▸ **Exercise objective**
Copy each line of the material in which the word "pixel" appears.

------------------------------------------------------------------------

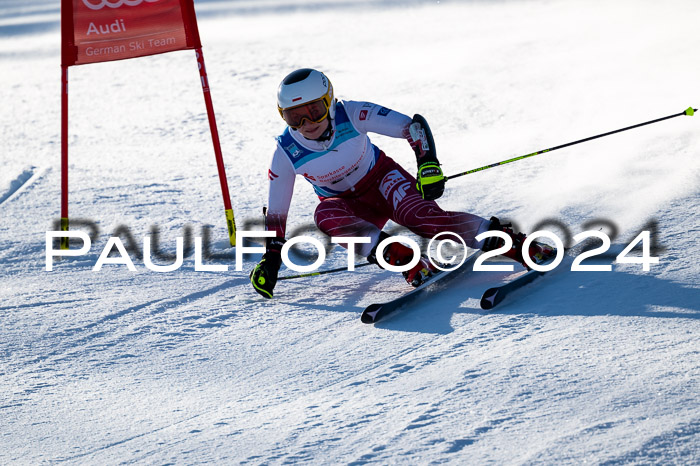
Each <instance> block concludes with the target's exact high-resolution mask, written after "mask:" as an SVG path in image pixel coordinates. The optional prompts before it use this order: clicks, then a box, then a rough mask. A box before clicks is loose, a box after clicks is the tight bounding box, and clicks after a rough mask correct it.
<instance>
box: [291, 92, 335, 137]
mask: <svg viewBox="0 0 700 466" xmlns="http://www.w3.org/2000/svg"><path fill="white" fill-rule="evenodd" d="M328 111H329V107H328V105H326V101H325V100H324V98H323V97H321V98H320V99H316V100H312V101H311V102H307V103H305V104H301V105H298V106H296V107H291V108H285V109H284V110H282V109H280V114H281V115H282V118H284V121H285V122H286V123H287V125H289V126H290V127H291V128H293V129H298V128H300V127H301V125H302V124H304V120H308V121H309V122H310V123H321V122H322V121H323V120H325V119H326V117H327V116H328Z"/></svg>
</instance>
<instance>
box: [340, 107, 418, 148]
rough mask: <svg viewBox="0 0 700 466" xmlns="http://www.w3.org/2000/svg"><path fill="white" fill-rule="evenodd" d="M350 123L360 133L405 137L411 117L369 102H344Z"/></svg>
mask: <svg viewBox="0 0 700 466" xmlns="http://www.w3.org/2000/svg"><path fill="white" fill-rule="evenodd" d="M345 109H346V111H347V114H348V117H349V118H350V120H351V121H352V124H353V125H354V126H355V128H357V130H358V131H360V132H362V133H377V134H382V135H384V136H389V137H392V138H404V139H405V138H406V135H407V134H408V133H407V131H408V126H409V125H410V124H411V117H409V116H407V115H404V114H403V113H399V112H397V111H394V110H391V109H389V108H387V107H382V106H381V105H377V104H373V103H371V102H354V101H347V102H345Z"/></svg>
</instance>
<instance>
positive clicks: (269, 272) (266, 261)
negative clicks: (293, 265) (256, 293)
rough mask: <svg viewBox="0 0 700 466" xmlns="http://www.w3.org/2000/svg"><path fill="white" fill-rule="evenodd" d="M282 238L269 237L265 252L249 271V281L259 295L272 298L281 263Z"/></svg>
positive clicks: (281, 262)
mask: <svg viewBox="0 0 700 466" xmlns="http://www.w3.org/2000/svg"><path fill="white" fill-rule="evenodd" d="M283 244H284V238H279V237H277V238H270V239H269V240H268V243H267V252H266V253H265V254H263V258H262V260H261V261H260V262H258V265H256V266H255V268H254V269H253V270H252V271H251V272H250V283H251V284H252V285H253V288H255V291H257V292H258V293H259V294H260V295H261V296H263V297H265V298H268V299H270V298H272V290H273V289H274V288H275V285H276V284H277V274H278V273H279V270H280V266H281V265H282V254H281V253H280V251H281V249H282V245H283Z"/></svg>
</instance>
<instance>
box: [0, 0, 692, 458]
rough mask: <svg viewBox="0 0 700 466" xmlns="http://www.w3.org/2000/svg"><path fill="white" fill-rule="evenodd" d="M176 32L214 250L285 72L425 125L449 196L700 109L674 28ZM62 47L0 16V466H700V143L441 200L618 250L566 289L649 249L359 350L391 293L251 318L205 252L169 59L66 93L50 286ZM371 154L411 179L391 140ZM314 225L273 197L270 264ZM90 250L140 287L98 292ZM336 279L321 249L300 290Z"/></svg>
mask: <svg viewBox="0 0 700 466" xmlns="http://www.w3.org/2000/svg"><path fill="white" fill-rule="evenodd" d="M195 5H196V8H197V12H198V15H199V27H200V33H201V36H202V42H203V44H204V52H205V59H206V63H207V69H208V72H209V78H210V84H211V89H212V97H213V100H214V107H215V109H216V116H217V120H218V128H219V132H220V135H221V140H222V149H223V154H224V160H225V167H226V173H227V178H228V183H229V187H230V193H231V199H232V202H233V206H234V211H235V215H236V222H237V225H238V227H239V229H259V228H260V219H261V209H262V207H263V206H264V204H265V202H266V198H267V176H266V173H267V168H268V164H269V161H270V157H271V154H272V151H273V149H274V144H275V141H274V137H275V136H276V135H277V134H279V133H280V132H281V131H282V129H283V128H284V124H283V122H282V120H281V119H280V118H279V115H278V114H277V110H276V109H275V92H276V88H277V84H278V83H279V81H280V80H281V79H282V78H283V77H284V76H285V75H286V74H287V73H289V72H290V71H292V70H294V69H297V68H302V67H316V68H318V69H321V70H323V71H324V72H326V73H327V75H328V76H329V77H330V79H331V80H332V82H333V84H334V87H335V90H336V95H337V96H338V97H340V98H345V99H353V100H368V101H372V102H376V103H380V104H382V105H385V106H387V107H390V108H393V109H396V110H398V111H401V112H403V113H406V114H409V115H413V114H414V113H420V114H422V115H423V116H425V117H426V118H427V119H428V121H429V122H430V124H431V127H432V129H433V133H434V136H435V139H436V143H437V147H438V153H439V157H440V160H441V162H442V164H443V169H444V170H445V173H446V174H448V175H449V174H454V173H458V172H461V171H465V170H468V169H471V168H476V167H480V166H482V165H487V164H490V163H493V162H497V161H500V160H505V159H508V158H511V157H514V156H517V155H524V154H528V153H531V152H534V151H537V150H540V149H545V148H548V147H552V146H555V145H558V144H562V143H565V142H569V141H573V140H577V139H581V138H584V137H587V136H592V135H594V134H599V133H603V132H606V131H610V130H614V129H617V128H621V127H624V126H629V125H632V124H635V123H639V122H643V121H647V120H652V119H655V118H659V117H663V116H666V115H670V114H674V113H679V112H682V111H684V110H685V109H686V108H688V107H689V106H691V105H692V106H695V107H697V106H698V105H700V93H699V92H698V90H699V89H700V87H699V86H698V83H699V80H698V76H700V61H699V60H698V50H700V39H698V34H697V19H698V18H700V2H697V1H694V0H687V1H673V0H671V1H666V2H657V1H653V0H642V1H631V0H621V1H616V2H603V1H593V2H591V1H558V2H552V1H546V0H533V1H499V2H496V1H493V2H491V1H469V2H466V1H465V2H458V1H437V2H436V1H400V0H395V1H389V0H383V1H382V0H380V1H340V0H338V1H330V0H317V1H301V0H297V1H283V0H279V1H277V0H276V1H263V0H258V1H233V0H232V1H229V2H223V1H213V0H211V1H207V0H201V1H200V0H198V1H196V3H195ZM59 21H60V12H59V7H58V2H56V1H53V0H52V1H48V0H33V1H31V2H26V1H19V0H11V1H10V0H6V1H4V2H2V4H1V5H0V63H1V64H2V76H1V77H0V80H1V83H2V103H3V105H2V111H1V112H0V131H1V132H2V136H3V138H2V139H3V148H2V151H1V152H0V162H1V165H0V166H1V167H2V169H1V170H0V216H1V218H2V222H0V282H1V283H2V285H0V298H1V300H0V311H1V312H0V323H1V325H0V393H1V395H0V463H2V464H8V463H24V464H37V463H54V462H69V463H91V464H114V463H122V462H125V463H131V462H144V463H155V464H164V463H178V464H191V463H200V462H214V463H241V464H243V463H246V464H249V463H253V464H280V463H297V462H298V463H315V464H336V463H365V462H377V463H380V464H386V463H402V464H427V463H442V462H448V463H453V464H485V463H492V464H540V463H545V464H562V463H564V464H581V463H584V462H588V463H596V464H650V463H658V464H698V463H700V293H699V288H700V273H699V271H700V266H699V265H698V260H700V247H699V246H700V245H699V242H698V237H699V233H700V222H699V220H698V213H699V212H700V190H699V186H700V163H699V162H698V153H699V152H700V120H699V119H698V118H700V117H699V116H697V115H696V116H694V117H688V116H681V117H678V118H674V119H671V120H668V121H664V122H661V123H657V124H653V125H650V126H645V127H643V128H639V129H635V130H631V131H627V132H624V133H621V134H617V135H613V136H609V137H605V138H601V139H598V140H596V141H591V142H586V143H583V144H579V145H576V146H573V147H570V148H566V149H562V150H558V151H555V152H552V153H550V154H543V155H539V156H536V157H532V158H528V159H525V160H521V161H518V162H514V163H512V164H508V165H504V166H500V167H497V168H492V169H489V170H486V171H482V172H478V173H475V174H471V175H467V176H464V177H461V178H457V179H454V180H450V181H449V183H448V184H447V190H446V193H445V195H444V196H443V197H442V198H441V199H440V201H439V203H440V205H441V206H443V207H444V208H446V209H450V210H466V211H470V212H473V213H475V214H478V215H481V216H484V217H490V216H492V215H497V216H500V217H501V218H507V219H510V220H512V221H514V222H515V223H516V224H517V225H518V227H519V228H520V229H521V230H523V231H526V232H531V231H533V230H534V229H536V228H540V229H545V230H548V231H552V232H554V233H556V234H557V235H558V236H559V237H561V238H563V239H564V238H566V237H567V236H573V235H575V234H578V233H581V232H583V231H585V230H599V231H602V232H604V233H606V234H607V235H608V236H610V237H611V238H612V240H613V246H612V247H611V249H610V251H609V252H608V254H607V255H604V256H601V257H598V258H594V259H593V260H592V262H588V263H589V264H611V263H613V262H614V261H615V256H616V254H617V253H619V252H620V251H621V250H622V248H624V247H625V246H626V245H627V244H628V243H629V242H630V241H631V240H632V239H634V238H635V237H636V236H637V234H638V233H639V232H640V231H642V230H648V231H651V232H652V239H653V242H654V247H653V248H652V252H651V253H652V254H653V255H655V256H658V257H659V263H658V264H651V267H650V270H649V271H644V270H643V268H642V266H641V265H640V264H619V263H613V270H612V271H611V272H590V271H589V272H572V271H570V268H571V258H567V260H565V261H564V262H563V263H562V264H561V265H560V266H559V267H558V268H557V270H556V271H555V272H554V273H552V274H550V275H548V276H546V277H545V278H543V279H541V280H539V282H538V283H536V284H533V285H531V286H530V287H529V289H526V290H521V292H520V293H519V294H518V295H516V296H514V297H513V299H511V300H509V301H506V302H504V303H503V306H502V307H500V308H498V309H497V310H494V311H492V312H485V311H482V310H481V309H480V308H479V306H478V298H479V297H480V295H481V293H482V292H483V291H484V290H485V289H486V288H488V287H490V286H492V285H493V284H495V283H498V282H499V281H500V280H503V279H504V278H505V277H506V276H507V274H506V273H496V272H488V273H487V272H473V273H469V274H466V275H465V276H464V278H463V279H462V280H461V281H459V282H458V283H456V284H455V285H453V286H452V287H450V288H449V289H445V290H443V291H441V292H439V293H435V294H434V297H431V298H430V299H429V300H427V301H421V302H418V303H416V304H415V305H413V306H410V307H408V308H405V309H404V310H403V311H402V312H400V313H399V314H397V315H396V316H395V317H394V318H392V319H389V320H387V321H385V322H381V323H378V324H377V325H364V324H362V323H360V321H359V315H360V313H361V311H362V309H364V307H365V306H367V305H369V304H371V303H373V302H382V301H386V300H389V299H391V298H393V297H396V296H398V295H400V294H401V293H403V292H405V291H406V288H407V285H406V284H405V282H403V280H402V279H401V277H400V275H398V274H394V273H390V272H387V271H382V270H380V269H377V268H376V267H363V268H360V269H357V271H355V272H344V273H337V274H329V275H322V276H317V277H311V278H302V279H295V280H289V281H280V282H279V283H278V286H277V288H276V289H275V298H274V299H273V300H264V299H263V298H262V297H260V296H258V295H257V294H256V293H254V291H253V289H252V287H251V286H250V284H249V280H248V272H249V271H250V269H251V268H252V267H253V266H254V264H255V262H256V260H257V259H258V258H259V254H251V255H249V256H248V257H247V258H246V260H245V261H244V262H243V263H242V264H240V263H237V262H236V260H235V257H234V256H235V254H234V251H235V250H234V249H231V248H229V247H228V238H227V232H226V226H225V217H224V209H223V203H222V199H221V190H220V187H219V181H218V177H217V171H216V165H215V159H214V154H213V150H212V144H211V137H210V133H209V129H208V124H207V117H206V112H205V107H204V102H203V99H202V91H201V87H200V85H199V76H198V73H197V69H196V61H195V58H194V53H193V52H192V51H181V52H175V53H170V54H165V55H159V56H154V57H147V58H140V59H134V60H127V61H121V62H112V63H102V64H95V65H89V66H79V67H73V68H71V69H70V74H69V79H70V136H69V147H70V180H69V181H70V218H71V222H72V223H71V227H72V229H73V230H80V231H85V232H86V233H89V234H92V235H93V242H92V248H91V249H90V251H89V252H88V253H87V254H86V255H83V256H80V257H74V258H68V257H67V258H64V259H63V260H56V261H55V263H54V267H53V271H51V272H49V271H47V270H46V269H45V265H46V254H45V243H46V242H45V235H46V231H50V230H54V229H57V228H56V226H55V225H56V223H55V222H56V221H57V219H58V217H59V206H60V93H59V91H60V68H59V64H60V33H59ZM372 139H373V142H374V143H375V144H377V145H379V147H381V148H382V149H383V150H384V151H385V152H387V153H388V154H389V155H391V156H393V157H394V158H395V159H396V160H397V161H399V162H400V163H402V164H403V165H404V166H405V167H407V168H409V169H411V170H413V168H412V167H414V160H413V155H412V153H411V151H410V148H409V146H408V144H406V142H405V141H401V140H392V139H389V138H386V137H380V136H376V135H375V136H373V137H372ZM317 202H318V201H317V199H316V198H315V196H314V194H313V192H312V190H311V188H310V186H309V185H308V184H307V183H306V182H304V181H303V180H298V181H297V186H296V190H295V197H294V200H293V204H292V209H291V211H290V220H289V230H288V231H289V232H290V235H291V234H296V235H299V234H302V233H305V234H311V235H315V236H317V237H319V238H321V235H320V234H319V233H318V232H315V229H314V228H313V217H312V212H313V209H314V207H315V205H316V203H317ZM543 222H544V223H543ZM188 229H189V230H188ZM187 231H189V232H190V234H189V235H186V233H187ZM154 233H157V234H158V237H159V240H160V241H159V243H160V244H159V248H160V250H161V252H162V253H163V254H168V255H173V254H174V253H175V239H176V238H177V237H178V236H188V237H189V238H190V239H193V238H194V237H204V236H205V235H206V234H208V235H209V241H208V242H207V243H208V244H209V246H210V249H211V250H212V252H214V253H215V255H216V256H215V257H214V258H210V259H208V260H207V261H206V263H207V264H208V265H212V264H214V265H225V266H228V271H227V272H221V271H219V272H216V271H197V270H195V260H194V256H193V255H191V254H190V255H188V256H187V257H186V258H185V260H184V265H183V266H182V267H180V268H179V269H178V270H176V271H173V272H166V273H157V272H154V271H151V270H149V269H147V268H146V266H145V265H144V259H143V255H142V253H143V238H144V237H146V236H152V235H154ZM111 236H118V237H120V238H121V239H122V241H123V242H124V243H125V245H126V246H128V247H129V250H130V251H131V253H130V255H131V260H132V261H133V262H134V264H135V267H136V271H135V272H131V271H129V270H128V268H127V266H126V265H118V264H106V265H104V266H103V267H102V269H101V270H100V271H93V266H94V265H95V263H96V262H97V260H98V258H99V257H100V254H101V252H102V249H103V248H104V247H105V245H106V244H107V241H108V240H109V238H110V237H111ZM78 246H79V245H78V244H76V245H75V246H74V248H77V247H78ZM115 251H116V250H115ZM308 251H311V249H310V247H309V249H308ZM635 254H636V255H637V256H639V255H641V252H637V253H633V254H632V255H635ZM116 258H118V256H116ZM154 261H155V262H156V263H158V264H161V265H164V264H168V263H171V262H172V261H173V259H170V258H160V259H159V258H155V259H154ZM584 263H586V262H584ZM345 264H346V253H345V250H343V249H340V248H338V247H335V248H334V249H331V250H330V252H329V254H328V257H327V260H326V262H325V263H324V264H323V266H322V268H324V269H328V268H333V267H342V266H344V265H345ZM237 266H241V267H242V270H240V271H238V270H236V267H237ZM516 271H517V270H516ZM290 273H294V272H293V271H290V270H286V269H283V270H282V272H281V274H282V275H288V274H290Z"/></svg>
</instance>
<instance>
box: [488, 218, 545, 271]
mask: <svg viewBox="0 0 700 466" xmlns="http://www.w3.org/2000/svg"><path fill="white" fill-rule="evenodd" d="M511 226H512V225H511V224H510V223H505V224H501V222H500V221H499V220H498V219H497V218H496V217H491V225H489V231H502V232H504V233H506V234H507V235H508V236H510V237H511V238H512V239H513V246H512V247H511V248H510V250H509V251H508V252H506V253H505V254H503V256H504V257H507V258H509V259H512V260H514V261H516V262H519V263H521V264H522V265H523V267H525V268H526V269H528V270H530V267H529V266H528V265H527V264H526V263H525V259H523V242H524V241H525V238H526V236H525V234H524V233H515V232H514V231H513V229H512V228H511ZM503 244H504V241H503V240H502V239H501V238H497V237H495V236H491V237H489V238H487V239H486V241H484V245H483V246H482V248H481V249H482V251H493V250H494V249H498V248H500V247H502V246H503ZM556 253H557V251H556V249H555V248H553V247H552V246H550V245H548V244H545V243H539V242H537V241H533V242H532V243H530V247H529V248H528V255H529V256H530V260H532V262H534V263H535V264H542V263H543V262H546V261H547V260H548V259H550V258H552V257H554V256H555V255H556Z"/></svg>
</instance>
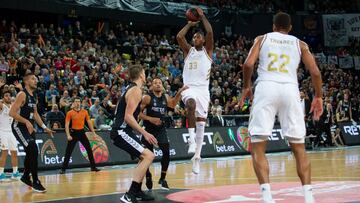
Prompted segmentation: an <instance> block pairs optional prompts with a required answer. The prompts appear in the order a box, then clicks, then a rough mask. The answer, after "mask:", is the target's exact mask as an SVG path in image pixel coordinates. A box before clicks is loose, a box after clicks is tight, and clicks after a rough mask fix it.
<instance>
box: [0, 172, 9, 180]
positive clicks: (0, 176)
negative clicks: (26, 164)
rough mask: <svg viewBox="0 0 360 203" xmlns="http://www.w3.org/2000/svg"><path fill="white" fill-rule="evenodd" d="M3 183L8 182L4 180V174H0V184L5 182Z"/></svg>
mask: <svg viewBox="0 0 360 203" xmlns="http://www.w3.org/2000/svg"><path fill="white" fill-rule="evenodd" d="M5 181H9V180H8V179H7V178H6V175H5V173H1V174H0V182H5Z"/></svg>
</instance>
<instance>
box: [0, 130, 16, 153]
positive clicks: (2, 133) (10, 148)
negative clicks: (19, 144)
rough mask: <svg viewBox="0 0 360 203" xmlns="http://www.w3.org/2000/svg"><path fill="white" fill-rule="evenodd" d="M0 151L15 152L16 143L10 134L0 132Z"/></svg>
mask: <svg viewBox="0 0 360 203" xmlns="http://www.w3.org/2000/svg"><path fill="white" fill-rule="evenodd" d="M0 149H1V150H10V151H17V141H16V138H15V136H14V134H13V133H12V132H8V131H0Z"/></svg>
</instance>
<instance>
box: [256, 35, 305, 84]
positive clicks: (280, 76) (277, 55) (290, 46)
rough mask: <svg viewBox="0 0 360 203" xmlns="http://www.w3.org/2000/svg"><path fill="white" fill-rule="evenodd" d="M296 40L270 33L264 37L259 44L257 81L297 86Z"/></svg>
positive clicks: (285, 35) (286, 35)
mask: <svg viewBox="0 0 360 203" xmlns="http://www.w3.org/2000/svg"><path fill="white" fill-rule="evenodd" d="M299 43H300V41H299V39H298V38H296V37H294V36H291V35H286V34H282V33H280V32H271V33H268V34H266V35H264V37H263V40H262V42H261V44H260V53H259V67H258V70H257V71H258V78H257V82H259V81H274V82H279V83H294V84H298V79H297V69H298V67H299V63H300V60H301V50H300V44H299Z"/></svg>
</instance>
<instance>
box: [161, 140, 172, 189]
mask: <svg viewBox="0 0 360 203" xmlns="http://www.w3.org/2000/svg"><path fill="white" fill-rule="evenodd" d="M159 148H160V149H161V151H162V154H163V156H162V157H161V176H160V179H159V184H160V187H161V188H162V189H164V190H169V189H170V188H169V185H168V184H167V181H166V180H165V178H166V174H167V170H168V168H169V164H170V144H169V143H168V142H167V143H159Z"/></svg>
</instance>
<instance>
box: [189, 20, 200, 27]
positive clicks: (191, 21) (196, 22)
mask: <svg viewBox="0 0 360 203" xmlns="http://www.w3.org/2000/svg"><path fill="white" fill-rule="evenodd" d="M197 24H199V21H196V22H192V21H188V25H190V26H191V27H194V26H196V25H197Z"/></svg>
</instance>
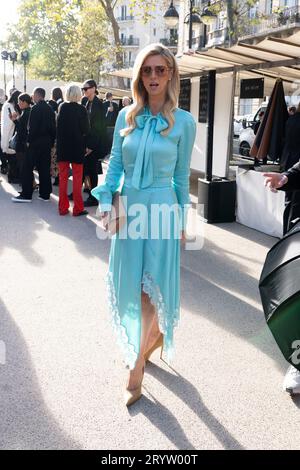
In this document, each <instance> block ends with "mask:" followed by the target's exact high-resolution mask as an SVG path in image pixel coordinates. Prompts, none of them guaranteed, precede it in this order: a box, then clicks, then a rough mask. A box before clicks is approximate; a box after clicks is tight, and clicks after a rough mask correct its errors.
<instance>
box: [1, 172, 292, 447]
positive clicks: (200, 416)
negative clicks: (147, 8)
mask: <svg viewBox="0 0 300 470" xmlns="http://www.w3.org/2000/svg"><path fill="white" fill-rule="evenodd" d="M0 179H1V180H2V181H1V182H0V208H1V211H0V240H1V241H0V263H1V271H0V294H1V301H0V302H1V303H0V340H2V341H3V342H4V343H5V346H6V363H5V364H1V360H0V377H1V381H0V408H1V419H0V448H1V449H4V448H9V449H158V450H159V449H243V448H244V449H276V448H279V449H292V448H295V449H300V434H299V406H300V399H294V400H292V399H291V398H290V397H289V396H288V395H287V394H285V393H284V392H283V391H282V389H281V386H282V380H283V376H284V373H285V371H286V369H287V366H288V365H287V363H286V362H285V361H284V359H283V358H282V357H281V354H280V352H279V349H278V348H277V346H276V344H275V342H274V341H273V339H272V337H271V334H270V333H269V331H268V329H267V328H266V326H265V321H264V316H263V313H262V309H261V305H260V298H259V292H258V279H259V276H260V272H261V269H262V264H263V262H264V259H265V256H266V253H267V251H268V249H269V248H270V247H271V246H272V245H273V243H274V242H275V239H272V238H271V237H268V236H265V235H264V234H261V233H259V232H256V231H253V230H251V229H248V228H246V227H243V226H241V225H239V224H236V223H233V224H221V225H205V227H204V231H205V243H204V247H203V249H202V250H200V251H184V250H182V259H181V264H182V271H181V276H182V277H181V287H182V290H181V297H182V304H181V305H182V310H181V325H180V327H179V328H178V330H177V331H176V334H175V339H176V355H175V359H174V363H173V365H172V368H170V367H168V366H167V365H166V364H165V363H163V362H161V361H159V358H158V356H159V354H158V353H156V355H155V357H154V358H153V360H152V362H151V363H150V364H149V365H147V369H146V374H145V380H144V384H145V388H144V396H143V397H142V399H141V400H140V401H139V402H138V403H136V404H135V405H134V406H133V407H132V408H130V409H129V410H127V408H126V407H125V406H124V405H123V401H122V398H123V387H124V384H125V379H126V374H127V370H126V369H124V364H123V362H122V357H121V355H120V353H119V348H118V346H117V344H116V342H115V338H114V337H113V338H112V336H111V327H110V324H109V316H108V310H107V302H106V291H105V284H104V276H105V274H106V269H107V262H108V255H109V246H110V242H109V240H106V241H101V240H99V239H98V238H97V237H96V225H95V224H96V223H97V219H96V217H95V212H96V211H95V208H92V209H90V215H89V216H88V217H87V218H84V217H80V218H75V217H74V218H73V217H71V216H66V217H60V216H59V215H58V212H57V197H56V196H55V195H53V196H52V197H51V202H50V203H48V204H46V203H44V202H42V201H38V200H37V194H35V195H34V201H33V203H32V204H13V203H12V202H11V201H10V198H11V196H12V195H13V194H15V190H17V189H18V187H16V188H15V190H14V188H13V187H12V186H11V185H9V184H8V183H7V180H6V177H1V178H0ZM100 179H101V180H102V179H103V176H101V177H100ZM193 201H194V202H195V197H193Z"/></svg>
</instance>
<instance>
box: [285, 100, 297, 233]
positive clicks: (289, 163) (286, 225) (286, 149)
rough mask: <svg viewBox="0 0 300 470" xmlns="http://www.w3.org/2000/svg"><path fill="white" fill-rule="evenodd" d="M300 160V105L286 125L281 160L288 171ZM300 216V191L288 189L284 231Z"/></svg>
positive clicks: (285, 200)
mask: <svg viewBox="0 0 300 470" xmlns="http://www.w3.org/2000/svg"><path fill="white" fill-rule="evenodd" d="M299 160H300V107H299V106H298V108H297V110H296V113H295V114H294V115H293V116H290V117H289V119H288V120H287V122H286V127H285V145H284V149H283V152H282V157H281V160H280V166H281V170H282V171H287V170H288V169H289V168H291V167H292V166H293V165H295V164H296V163H298V162H299ZM297 217H300V191H286V193H285V210H284V215H283V233H284V234H285V233H286V232H287V231H288V230H289V228H290V221H291V220H293V219H296V218H297Z"/></svg>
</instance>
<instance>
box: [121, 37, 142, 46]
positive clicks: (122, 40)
mask: <svg viewBox="0 0 300 470" xmlns="http://www.w3.org/2000/svg"><path fill="white" fill-rule="evenodd" d="M121 45H122V46H139V45H140V40H139V38H131V37H129V38H121Z"/></svg>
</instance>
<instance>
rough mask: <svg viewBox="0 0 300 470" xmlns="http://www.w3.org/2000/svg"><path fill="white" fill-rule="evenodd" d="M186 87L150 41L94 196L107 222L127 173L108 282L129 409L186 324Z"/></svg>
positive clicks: (165, 60)
mask: <svg viewBox="0 0 300 470" xmlns="http://www.w3.org/2000/svg"><path fill="white" fill-rule="evenodd" d="M179 87H180V81H179V72H178V66H177V63H176V60H175V57H174V55H173V54H172V53H171V52H170V51H169V50H168V49H167V48H166V47H165V46H163V45H161V44H150V45H149V46H147V47H145V48H144V49H143V50H141V51H140V53H139V54H138V56H137V58H136V61H135V64H134V68H133V79H132V96H133V104H132V105H131V106H127V107H126V108H124V109H122V110H121V111H120V113H119V116H118V119H117V122H116V126H115V132H114V139H113V146H112V151H111V156H110V161H109V166H108V171H107V174H106V178H105V182H104V184H102V185H100V186H98V187H97V188H95V189H93V191H92V194H93V196H95V197H96V198H97V199H98V200H99V202H100V211H101V213H100V216H101V218H102V219H104V220H106V218H107V217H108V216H109V212H110V211H111V204H112V196H113V194H114V192H115V191H116V190H117V188H118V187H119V185H120V182H121V178H122V177H123V176H124V184H123V186H122V192H121V194H122V196H126V198H127V200H126V202H127V224H126V225H125V226H124V227H122V229H121V231H120V232H118V233H116V234H115V235H113V237H112V240H111V250H110V258H109V270H108V275H107V282H108V291H109V307H110V312H111V314H112V319H113V325H114V327H115V330H116V332H117V333H118V336H119V342H120V344H121V346H122V347H123V351H124V358H125V362H126V364H127V365H128V366H129V369H130V370H129V377H128V383H127V386H126V390H125V404H126V405H127V406H129V405H131V404H133V403H134V402H135V401H137V400H138V399H139V398H140V397H141V395H142V381H143V375H144V368H145V363H146V361H147V360H148V359H149V357H150V355H151V354H152V352H153V351H154V350H155V349H157V348H158V347H161V348H163V350H164V352H165V353H166V355H167V358H168V360H170V359H171V357H172V352H173V332H174V327H175V326H177V324H178V320H179V307H180V239H181V240H184V237H185V235H184V233H185V226H186V210H185V209H186V208H187V206H188V205H189V204H190V198H189V174H190V160H191V153H192V149H193V145H194V140H195V132H196V124H195V121H194V118H193V117H192V115H191V114H190V113H188V112H187V111H184V110H182V109H179V108H178V107H177V106H178V97H179ZM136 204H138V205H139V206H138V207H139V209H138V212H139V217H138V221H139V223H140V225H139V226H140V230H138V233H137V230H134V229H135V228H136V217H134V215H135V212H136ZM156 209H158V212H159V211H161V212H162V216H163V217H162V220H161V217H160V215H159V214H157V213H156ZM163 209H168V210H163ZM172 209H174V210H172Z"/></svg>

------------------------------------------------------------------------

▸ **Expected answer**
Each <instance> block concludes with the target's exact high-resolution mask, written after "mask:" as an SVG path in image pixel coordinates. The optional prompts before it use this order: clicks, then a box, then a rough mask. A box before clicks is loose, a box after clicks is the tight bounding box, and clicks after a rough mask correct it.
Prompted segmentation: an <instance> block pairs optional prompts with a required answer. The prompts appear in the order a box, then clicks, then a rough mask. The answer, after "mask:", is the target's exact mask as an SVG path in image pixel coordinates. A box before clicks is loose, a box after clicks is tight, and clicks after a rough mask fix it.
In this document, each <instance> block ends with "mask:" followed by the target's exact high-resolution mask as an SVG path in image pixel coordinates. Prompts, none of them guaranteed, precede it in this order: a box, then clicks, then a rough mask. A box before clicks is approximate; a box after clicks is tight, and clicks after a rough mask correct its errors.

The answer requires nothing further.